(Point placement records)

## begin

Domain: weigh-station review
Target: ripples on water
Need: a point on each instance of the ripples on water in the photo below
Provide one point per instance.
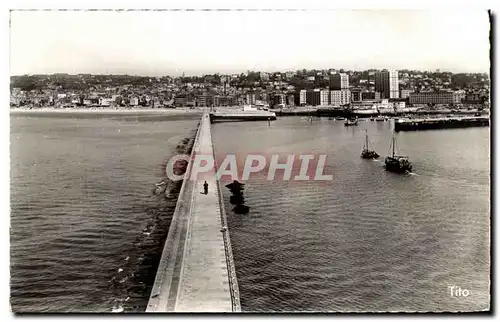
(369, 240)
(86, 230)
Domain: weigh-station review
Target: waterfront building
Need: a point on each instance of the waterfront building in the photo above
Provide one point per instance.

## end

__BRIEF__:
Recast every line of the entries above as a JSON list of strings, one string per line, skipping blank lines and omitting the pictures.

__EXERCISE RESULT__:
[
  "Domain: weigh-station review",
  "Target: ripples on water",
  "Need: a point on each instance of the ripples on water in the photo below",
  "Provide one point per instance.",
  "(369, 240)",
  "(86, 230)",
  "Domain: weigh-station review",
  "Target: waterfront building",
  "Need: a point on each instance of the waterfront building in the photo above",
  "Provide one point per instance."
]